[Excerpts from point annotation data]
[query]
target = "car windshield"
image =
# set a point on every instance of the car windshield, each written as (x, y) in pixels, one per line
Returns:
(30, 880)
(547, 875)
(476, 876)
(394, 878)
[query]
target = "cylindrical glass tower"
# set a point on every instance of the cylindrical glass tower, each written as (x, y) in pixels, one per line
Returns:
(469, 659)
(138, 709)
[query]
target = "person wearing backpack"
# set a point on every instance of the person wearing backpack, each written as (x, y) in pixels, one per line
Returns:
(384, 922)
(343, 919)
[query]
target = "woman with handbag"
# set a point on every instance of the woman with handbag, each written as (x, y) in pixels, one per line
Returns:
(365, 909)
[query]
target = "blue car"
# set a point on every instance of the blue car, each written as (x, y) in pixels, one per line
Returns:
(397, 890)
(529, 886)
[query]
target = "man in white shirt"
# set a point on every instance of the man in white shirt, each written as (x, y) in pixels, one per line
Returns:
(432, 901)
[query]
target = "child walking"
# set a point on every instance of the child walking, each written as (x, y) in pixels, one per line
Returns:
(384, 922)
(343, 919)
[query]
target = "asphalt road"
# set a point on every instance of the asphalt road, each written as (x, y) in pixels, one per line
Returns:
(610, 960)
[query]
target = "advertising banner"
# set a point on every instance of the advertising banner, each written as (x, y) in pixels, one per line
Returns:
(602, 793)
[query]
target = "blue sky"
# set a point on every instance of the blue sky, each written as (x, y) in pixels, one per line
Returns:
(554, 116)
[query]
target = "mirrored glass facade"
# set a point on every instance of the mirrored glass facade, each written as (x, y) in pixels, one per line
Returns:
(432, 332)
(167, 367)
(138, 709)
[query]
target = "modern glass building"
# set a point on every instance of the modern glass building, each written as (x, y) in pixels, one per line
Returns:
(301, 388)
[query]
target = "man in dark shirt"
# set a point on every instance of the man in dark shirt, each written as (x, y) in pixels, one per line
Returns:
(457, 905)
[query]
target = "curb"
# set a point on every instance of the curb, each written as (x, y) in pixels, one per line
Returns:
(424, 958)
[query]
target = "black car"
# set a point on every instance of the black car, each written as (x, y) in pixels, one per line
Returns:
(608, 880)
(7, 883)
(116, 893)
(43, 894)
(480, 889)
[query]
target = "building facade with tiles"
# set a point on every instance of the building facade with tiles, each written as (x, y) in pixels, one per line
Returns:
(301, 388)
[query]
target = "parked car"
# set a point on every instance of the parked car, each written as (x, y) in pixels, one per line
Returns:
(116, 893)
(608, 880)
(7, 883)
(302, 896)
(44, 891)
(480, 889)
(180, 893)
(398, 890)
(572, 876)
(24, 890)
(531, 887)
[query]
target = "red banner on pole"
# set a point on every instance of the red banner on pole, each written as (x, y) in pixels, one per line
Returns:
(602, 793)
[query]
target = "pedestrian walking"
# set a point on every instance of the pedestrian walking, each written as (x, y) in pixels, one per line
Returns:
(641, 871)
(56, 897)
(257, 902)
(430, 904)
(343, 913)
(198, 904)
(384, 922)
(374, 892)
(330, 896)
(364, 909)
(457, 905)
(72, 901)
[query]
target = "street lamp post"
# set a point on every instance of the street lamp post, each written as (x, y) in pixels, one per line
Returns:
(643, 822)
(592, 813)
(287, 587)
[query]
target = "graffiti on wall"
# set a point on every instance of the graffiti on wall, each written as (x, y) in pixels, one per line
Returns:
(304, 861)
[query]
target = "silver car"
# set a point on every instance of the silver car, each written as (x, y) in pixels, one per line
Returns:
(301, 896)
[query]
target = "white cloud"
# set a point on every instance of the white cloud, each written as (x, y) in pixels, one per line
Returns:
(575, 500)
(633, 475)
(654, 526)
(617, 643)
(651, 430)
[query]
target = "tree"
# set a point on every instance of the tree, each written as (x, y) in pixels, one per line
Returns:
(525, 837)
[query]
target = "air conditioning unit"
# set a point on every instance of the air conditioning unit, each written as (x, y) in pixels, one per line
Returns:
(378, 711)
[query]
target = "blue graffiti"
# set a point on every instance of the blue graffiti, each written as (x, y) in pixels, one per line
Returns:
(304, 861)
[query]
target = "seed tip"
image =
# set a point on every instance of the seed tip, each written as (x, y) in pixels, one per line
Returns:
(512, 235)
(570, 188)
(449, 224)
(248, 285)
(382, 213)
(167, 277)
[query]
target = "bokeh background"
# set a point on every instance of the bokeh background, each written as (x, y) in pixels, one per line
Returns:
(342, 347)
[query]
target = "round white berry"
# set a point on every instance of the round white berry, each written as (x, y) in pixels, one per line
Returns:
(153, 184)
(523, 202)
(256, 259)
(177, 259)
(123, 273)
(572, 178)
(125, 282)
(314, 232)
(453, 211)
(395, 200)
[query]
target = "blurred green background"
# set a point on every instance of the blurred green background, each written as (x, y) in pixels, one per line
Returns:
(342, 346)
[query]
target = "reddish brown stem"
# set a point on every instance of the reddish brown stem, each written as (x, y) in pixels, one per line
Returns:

> _Task requirements_
Could you transcribe the records in full, exactly?

> _Written response_
[query]
target = "car windshield"
image =
# set a point on every instance of the car windshield, each written as (x, y) in pixels, one per line
Returns:
(30, 880)
(547, 875)
(476, 876)
(394, 878)
[query]
target = "cylindrical glass tower"
# set a point on every instance of the cylindrical glass tower, each written as (x, y) in pixels, one per line
Returns:
(469, 659)
(138, 709)
[query]
target = "person wearing backpack"
# set a point on every instance of the person wearing backpack, each written as (x, y) in pixels, one per line
Returns:
(384, 922)
(343, 919)
[query]
target = "woman with handbag"
# set a point on every instance of the woman with handbag, each written as (x, y) in pixels, one per line
Returns:
(365, 909)
[query]
target = "blue car"
# set a point on every instance of the blue car, each written as (x, y) in pixels, one per line
Returns:
(397, 890)
(529, 886)
[query]
target = "man in white shirt"
# set a point on every instance of the man in white shirt, each written as (x, y) in pixels, one per line
Returns:
(432, 901)
[query]
target = "child walking"
# set a point on every instance of the child walking, each written as (x, y) in pixels, one per line
Returns:
(384, 922)
(343, 919)
[query]
target = "asphalt road"
# set a point on every instance of the asphalt road, each written as (x, y) in pixels, one per line
Returns:
(610, 960)
[query]
target = "advertising banner"
# set a point on every instance of the advertising banner, each written as (x, y) in pixels, one per line
Returns:
(602, 793)
[query]
target = "blue sky"
# set a point on every instance of the blue sky, each written as (x, y) in pixels, one per line
Returns:
(554, 116)
[query]
target = "mirrored glass facade"
# set a point on every instance of the mirrored glass facade, each written as (x, y) in pixels, one per line
Returns:
(432, 332)
(167, 367)
(138, 709)
[query]
target = "modern glass building"
# set a point on every instance of the modern glass building, each written as (x, y) in pixels, one per line
Returns:
(301, 388)
[query]
target = "man in dark shirt"
# set a point on every instance of the man in dark shirt, each written as (x, y) in pixels, one per line
Returns:
(457, 905)
[query]
target = "curb"
# set a point on every instance of the curb, each written as (x, y) in pixels, one per line
Returns:
(424, 958)
[query]
target = "black car"
# set a point on every instance of the black car, each written as (x, y) in pixels, one per line
Returns:
(608, 880)
(7, 883)
(116, 893)
(43, 894)
(480, 889)
[query]
target = "building facade with tiles"
# set a point on every instance of the building facade with tiles, each written as (x, y) in pixels, one per line
Returns:
(301, 388)
[query]
target = "parked car"
# set a point on every instance of the parked car, each written as (x, y) in pixels, one per line
Returns:
(116, 893)
(608, 880)
(7, 883)
(302, 896)
(44, 891)
(480, 889)
(180, 893)
(398, 890)
(572, 876)
(24, 890)
(531, 887)
[query]
target = "red banner on pole"
# set a point on every instance of the red banner on pole, each written as (x, y) in pixels, one per line
Returns:
(602, 793)
[query]
target = "pedestrian walking"
# set a point on every instance of the pedestrian walking, each written as (x, y) in pixels, one per line
Returns:
(641, 871)
(56, 897)
(257, 902)
(430, 904)
(343, 913)
(198, 904)
(384, 922)
(374, 892)
(330, 896)
(364, 909)
(457, 905)
(72, 901)
[query]
target = "street lamp post"
# set a point on every instance of the street lamp post, each written as (x, y) in pixels, one per line
Returns:
(643, 822)
(592, 813)
(287, 587)
[query]
target = "graffiti on wall"
# set a point on every instance of the graffiti on wall, each written as (x, y) in pixels, one per line
Returns:
(304, 861)
[query]
target = "silver car"
# set a point on every instance of the silver car, each written as (x, y) in pixels, one per line
Returns:
(301, 896)
[query]
target = "white cloud"
# set a point on every instance of the white cloud, each written as (x, y) in pixels, one per line
Returns:
(575, 500)
(633, 475)
(654, 526)
(617, 643)
(651, 430)
[query]
target = "tree"
# set a point on every instance of the tree, each written as (x, y) in pixels, one per line
Returns:
(525, 837)
[query]
target = "air conditioning unit"
# set a point on every instance of the air conditioning unit, each written as (x, y) in pixels, one per line
Returns:
(378, 711)
[query]
target = "blue graffiti"
# set a point on every instance of the blue graffiti, each written as (x, y) in pixels, one per line
Returns:
(304, 861)
[query]
target = "seed tip"
image =
# set a point on every instance of the seed tip, each written as (x, y) in pixels, one per line
Returns:
(512, 235)
(570, 188)
(449, 224)
(248, 285)
(382, 213)
(167, 277)
[query]
target = "bokeh background"
# set a point on every instance of the bokeh background, each written as (x, y) in pixels, one per line
Returns:
(342, 347)
[query]
target = "round white berry"
# set a point on every instance of the round white berry, each written as (x, y) in pixels, one per line
Returns:
(153, 184)
(523, 202)
(256, 259)
(177, 259)
(123, 273)
(572, 178)
(125, 282)
(314, 232)
(453, 211)
(395, 200)
[query]
target = "blurred green background"
# set a point on every instance of the blurred green background, each written as (x, y) in pixels, one per line
Returns:
(342, 346)
[query]
target = "reddish brown stem"
# set a point on every instance of the reddish brown stem, each written as (x, y) in pixels, one per line
Returns:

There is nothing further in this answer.